▶ Selected passage
Bitlight Labs Blog
Lightning RGB: Disaster Recovery for Colored Channels

Lightning RGB: Disaster Recovery for Colored Channels

An ordinary Lightning channel has a recovery floor that needs no cooperation from the counterparty: even after losing all channel state, a party can sweep its own BTC from the on-chain to_remote output using just its seed. RGB colored channels cannot do this.

RGB is a client-side validated protocol. The asset allocation does not live on-chain — the chain carries only an OP_RETURN commitment, and the real allocation is maintained in each party's local stock. After a node recovers from an old backup, it cannot rebuild its own RGB allocation from on-chain data alone: that state was lost after the backup was taken, and can only be retrieved from the counterparty that still holds it.

We (Bitlight Labs) completed this missing link for RGB colored channels, bringing their disaster-recovery capability in line with ordinary Lightning channels: BTC is recovered on-chain as usual, while the RGB allocation is retrieved from the counterparty through a Lightning protocol-layer extension. This post describes the design, the protocol extension, and how the finalize stage avoids collateral damage to healthy channels.


1. The problem: why you can't "just close the channel and take your money back"

Recovering from an old backup means the commitment transaction you hold locally is stale. Lightning's penalty mechanism (the justice transaction) works as follows: on each channel state update, both sides hand over the revocation key for the other's previous state. If a party broadcasts an old commitment, the counterparty can use the revocation key it received earlier to confiscate that transaction's entire balance.

▶ Excerpted records
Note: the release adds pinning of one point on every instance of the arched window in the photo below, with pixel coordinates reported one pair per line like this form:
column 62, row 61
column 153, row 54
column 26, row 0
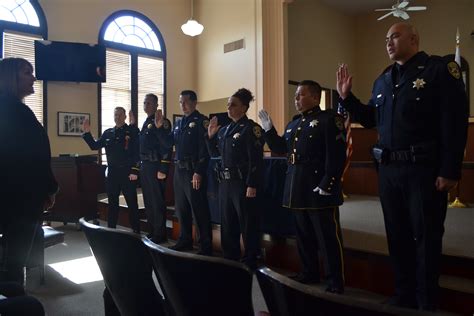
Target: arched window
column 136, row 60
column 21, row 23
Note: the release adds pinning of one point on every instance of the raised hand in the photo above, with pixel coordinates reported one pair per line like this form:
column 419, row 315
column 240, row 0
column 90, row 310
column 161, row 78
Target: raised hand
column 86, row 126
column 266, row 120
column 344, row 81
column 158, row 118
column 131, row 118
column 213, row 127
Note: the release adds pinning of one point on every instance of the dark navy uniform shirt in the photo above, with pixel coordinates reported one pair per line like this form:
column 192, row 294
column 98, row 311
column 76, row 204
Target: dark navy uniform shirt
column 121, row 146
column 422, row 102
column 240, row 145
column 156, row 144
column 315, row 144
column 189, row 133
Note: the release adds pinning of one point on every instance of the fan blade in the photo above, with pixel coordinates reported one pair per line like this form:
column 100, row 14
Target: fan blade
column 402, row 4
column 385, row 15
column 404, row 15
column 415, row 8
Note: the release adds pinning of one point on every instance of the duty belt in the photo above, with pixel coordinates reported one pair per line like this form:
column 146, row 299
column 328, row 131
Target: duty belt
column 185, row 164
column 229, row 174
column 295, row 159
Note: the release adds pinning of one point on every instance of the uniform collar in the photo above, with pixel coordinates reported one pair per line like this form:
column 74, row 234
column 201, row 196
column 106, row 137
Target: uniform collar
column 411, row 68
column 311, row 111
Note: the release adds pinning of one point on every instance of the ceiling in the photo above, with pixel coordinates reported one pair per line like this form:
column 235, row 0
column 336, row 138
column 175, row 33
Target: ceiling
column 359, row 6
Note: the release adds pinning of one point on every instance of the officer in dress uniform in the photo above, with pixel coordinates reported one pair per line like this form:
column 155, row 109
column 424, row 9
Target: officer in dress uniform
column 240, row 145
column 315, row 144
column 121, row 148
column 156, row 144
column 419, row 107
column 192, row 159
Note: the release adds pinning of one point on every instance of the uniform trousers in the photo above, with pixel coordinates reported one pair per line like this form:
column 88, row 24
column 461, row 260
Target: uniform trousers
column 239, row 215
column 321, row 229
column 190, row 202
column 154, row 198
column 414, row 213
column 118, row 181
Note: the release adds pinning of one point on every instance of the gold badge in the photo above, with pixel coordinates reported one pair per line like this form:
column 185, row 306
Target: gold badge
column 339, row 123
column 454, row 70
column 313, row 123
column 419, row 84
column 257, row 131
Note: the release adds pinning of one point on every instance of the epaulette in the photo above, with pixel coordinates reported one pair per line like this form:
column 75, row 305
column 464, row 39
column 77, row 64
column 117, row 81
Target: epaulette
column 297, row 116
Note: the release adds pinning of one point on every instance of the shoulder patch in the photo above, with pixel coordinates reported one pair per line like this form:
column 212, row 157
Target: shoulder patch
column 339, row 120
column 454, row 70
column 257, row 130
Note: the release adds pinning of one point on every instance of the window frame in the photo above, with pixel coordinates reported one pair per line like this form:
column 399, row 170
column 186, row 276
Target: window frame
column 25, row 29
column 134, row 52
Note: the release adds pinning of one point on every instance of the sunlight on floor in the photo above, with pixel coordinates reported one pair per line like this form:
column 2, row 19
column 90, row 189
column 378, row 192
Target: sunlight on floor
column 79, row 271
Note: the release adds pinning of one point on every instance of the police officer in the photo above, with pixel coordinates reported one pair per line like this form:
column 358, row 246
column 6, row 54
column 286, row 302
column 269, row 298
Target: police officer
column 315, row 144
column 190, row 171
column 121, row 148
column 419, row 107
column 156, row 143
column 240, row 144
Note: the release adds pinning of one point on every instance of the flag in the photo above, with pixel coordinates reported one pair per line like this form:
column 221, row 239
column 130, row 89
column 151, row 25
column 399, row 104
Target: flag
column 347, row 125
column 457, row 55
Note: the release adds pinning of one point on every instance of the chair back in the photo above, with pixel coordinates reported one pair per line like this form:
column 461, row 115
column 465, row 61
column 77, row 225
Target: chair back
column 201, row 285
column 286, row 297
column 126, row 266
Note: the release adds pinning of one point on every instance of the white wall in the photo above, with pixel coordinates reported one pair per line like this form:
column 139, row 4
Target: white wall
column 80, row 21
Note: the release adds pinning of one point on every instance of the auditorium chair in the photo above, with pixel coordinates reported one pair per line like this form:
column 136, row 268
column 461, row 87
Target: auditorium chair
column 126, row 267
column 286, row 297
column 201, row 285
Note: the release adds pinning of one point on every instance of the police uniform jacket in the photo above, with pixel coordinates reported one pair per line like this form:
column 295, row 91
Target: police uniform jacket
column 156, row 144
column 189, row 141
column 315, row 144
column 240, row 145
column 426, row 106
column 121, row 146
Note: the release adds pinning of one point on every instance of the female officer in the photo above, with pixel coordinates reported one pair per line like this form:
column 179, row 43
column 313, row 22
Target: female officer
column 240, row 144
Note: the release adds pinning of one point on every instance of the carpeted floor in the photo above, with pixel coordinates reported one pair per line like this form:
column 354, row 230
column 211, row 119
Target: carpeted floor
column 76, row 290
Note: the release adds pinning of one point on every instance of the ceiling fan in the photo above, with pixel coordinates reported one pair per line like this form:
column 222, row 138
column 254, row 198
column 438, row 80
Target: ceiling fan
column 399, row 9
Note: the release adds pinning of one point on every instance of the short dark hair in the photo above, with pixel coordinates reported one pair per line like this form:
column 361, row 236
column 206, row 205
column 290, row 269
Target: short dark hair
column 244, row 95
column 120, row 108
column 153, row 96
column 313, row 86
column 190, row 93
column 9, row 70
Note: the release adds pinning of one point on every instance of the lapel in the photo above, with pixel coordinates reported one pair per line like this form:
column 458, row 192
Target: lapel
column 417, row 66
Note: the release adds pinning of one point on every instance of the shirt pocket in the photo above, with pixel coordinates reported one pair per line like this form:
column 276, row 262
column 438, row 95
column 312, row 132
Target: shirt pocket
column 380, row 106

▶ Stated problem
Repeat the Lightning RGB disaster recovery post word for word, from start to finish. The records have nothing to do with the text.

▶ Output of the exercise
Bitlight Labs Blog
Lightning RGB: Disaster Recovery for Colored Channels

Lightning RGB: Disaster Recovery for Colored Channels

An ordinary Lightning channel has a recovery floor that needs no cooperation from the counterparty: even after losing all channel state, a party can sweep its own BTC from the on-chain to_remote output using just its seed. RGB colored channels cannot do this.

RGB is a client-side validated protocol. The asset allocation does not live on-chain — the chain carries only an OP_RETURN commitment, and the real allocation is maintained in each party's local stock. After a node recovers from an old backup, it cannot rebuild its own RGB allocation from on-chain data alone: that state was lost after the backup was taken, and can only be retrieved from the counterparty that still holds it.

We (Bitlight Labs) completed this missing link for RGB colored channels, bringing their disaster-recovery capability in line with ordinary Lightning channels: BTC is recovered on-chain as usual, while the RGB allocation is retrieved from the counterparty through a Lightning protocol-layer extension. This post describes the design, the protocol extension, and how the finalize stage avoids collateral damage to healthy channels.


1. The problem: why you can't "just close the channel and take your money back"

Recovering from an old backup means the commitment transaction you hold locally is stale. Lightning's penalty mechanism (the justice transaction) works as follows: on each channel state update, both sides hand over the revocation key for the other's previous state. If a party broadcasts an old commitment, the counterparty can use the revocation key it received earlier to confiscate that transaction's entire balance.